Assignment: Copy out the part of the coxsackievirus A16 article below that opens with the words containing "Citation: Xiaoli Wang, Chaoyun" and closes with "Supporting Information files.", changing "Published" to "Released".

Document section:
============================================================

Citation: Xiaoli Wang, Chaoyun Shen, Tan Chen, Ke Lan, Zhong Huang, Yunfang Zhang, Qingwei Liu. Improved plasmid-based recovery of coxsackievirus A16 infectious clone driven by human RNA polymerase Ⅰ promoter[J]. VIROLOGICA SINICA, 2016, 31 (4): 339-341 https://doi.org/10.1007/s12250-016-3716-6
Published: 19 April 2016
Copyright: © Wuhan Institute of Virology, CAS and Springer Science+Business Media Singapore 2016
Data Availability: All relevant data are within the paper and its Supporting Information files.
Coxsackievirus A16(CA16) is one of the major viral pathogens associated with hand, foot, and mouth disease. CA16 belongs to the Enterovirus genus of the Picornaviridae family and possesses a single-stranded positive-sense RNA genome (Mao et al., 2014). Reverse genetics is an important tool for CA16 research. Previously, a reverse genetics T7 polymerase-based system was developed for poliovirus (Moss et al., 1989), foot-and-mouth disease virus (FMDV) (Zibert et al., 1990), coxsackievirus B3(Klump et al., 1990), enterovirus 71(EV71) (Han et al., 2010; Shang et al., 2013), and even CA16(Liu et al., 2011). However, in that system, cDNA must be transcribed to RNA by an exogenous T7 polymerase in vitro or in vivo. To develop a more rapid and simple method, a reverse genetics system based on human polymerase Ⅰ (Pol Ⅰ) was developed for FMDV (Chang et al., 2009) and EV71(Meng et al., 2012). In the current study, we developed a high-efficiency Pol Ⅰ-driven plasmid-based reverse genetics system for CA16(GenBank: EU262658), and systemically characterized recovered CA16 particles.

============================================================

Information given:
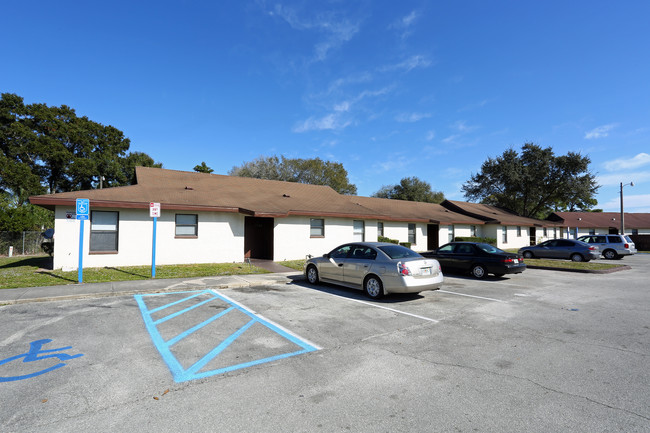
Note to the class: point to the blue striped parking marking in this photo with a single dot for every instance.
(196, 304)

============================================================

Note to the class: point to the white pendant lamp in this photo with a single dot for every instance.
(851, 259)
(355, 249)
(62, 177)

============================================================

Response:
Citation: Xiaoli Wang, Chaoyun Shen, Tan Chen, Ke Lan, Zhong Huang, Yunfang Zhang, Qingwei Liu. Improved plasmid-based recovery of coxsackievirus A16 infectious clone driven by human RNA polymerase Ⅰ promoter[J]. VIROLOGICA SINICA, 2016, 31 (4): 339-341 https://doi.org/10.1007/s12250-016-3716-6
Released: 19 April 2016
Copyright: © Wuhan Institute of Virology, CAS and Springer Science+Business Media Singapore 2016
Data Availability: All relevant data are within the paper and its Supporting Information files.